TASK STATEMENT:
Every line below from the one containing "Could you please point out the pavement" through the one containing "Could you please point out the golden" must be transcribed exactly. Omit all lines outside that stretch.
BEGIN MATERIAL PROVIDED
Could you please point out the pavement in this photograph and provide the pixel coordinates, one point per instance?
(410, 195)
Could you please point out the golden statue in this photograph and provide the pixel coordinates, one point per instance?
END MATERIAL PROVIDED
BEGIN MATERIAL PROVIDED
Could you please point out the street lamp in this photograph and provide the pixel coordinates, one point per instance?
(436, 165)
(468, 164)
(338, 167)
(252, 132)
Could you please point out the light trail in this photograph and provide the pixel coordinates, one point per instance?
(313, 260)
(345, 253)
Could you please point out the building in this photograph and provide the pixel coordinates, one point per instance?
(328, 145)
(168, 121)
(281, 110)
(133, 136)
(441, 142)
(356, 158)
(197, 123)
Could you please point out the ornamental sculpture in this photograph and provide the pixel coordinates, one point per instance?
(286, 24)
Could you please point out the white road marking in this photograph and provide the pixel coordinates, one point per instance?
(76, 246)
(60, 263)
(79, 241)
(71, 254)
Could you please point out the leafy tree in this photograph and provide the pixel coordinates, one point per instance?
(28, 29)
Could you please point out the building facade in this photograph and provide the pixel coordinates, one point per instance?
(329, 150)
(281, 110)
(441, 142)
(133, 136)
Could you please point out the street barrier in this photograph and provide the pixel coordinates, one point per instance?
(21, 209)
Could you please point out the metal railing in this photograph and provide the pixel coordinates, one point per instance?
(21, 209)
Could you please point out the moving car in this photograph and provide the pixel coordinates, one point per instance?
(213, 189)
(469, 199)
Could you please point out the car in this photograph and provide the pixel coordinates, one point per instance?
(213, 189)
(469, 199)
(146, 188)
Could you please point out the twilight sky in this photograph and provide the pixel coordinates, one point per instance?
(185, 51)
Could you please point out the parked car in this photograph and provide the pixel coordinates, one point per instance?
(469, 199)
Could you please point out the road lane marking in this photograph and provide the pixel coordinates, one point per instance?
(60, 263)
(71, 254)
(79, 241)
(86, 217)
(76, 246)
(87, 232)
END MATERIAL PROVIDED
SOLUTION TO THE PROBLEM:
Could you please point out the pavement in this photograph and provide the pixel coordinates, one point per instance?
(410, 195)
Could you please point out the golden statue in this photograph and provide the pixel coordinates, one point per instance?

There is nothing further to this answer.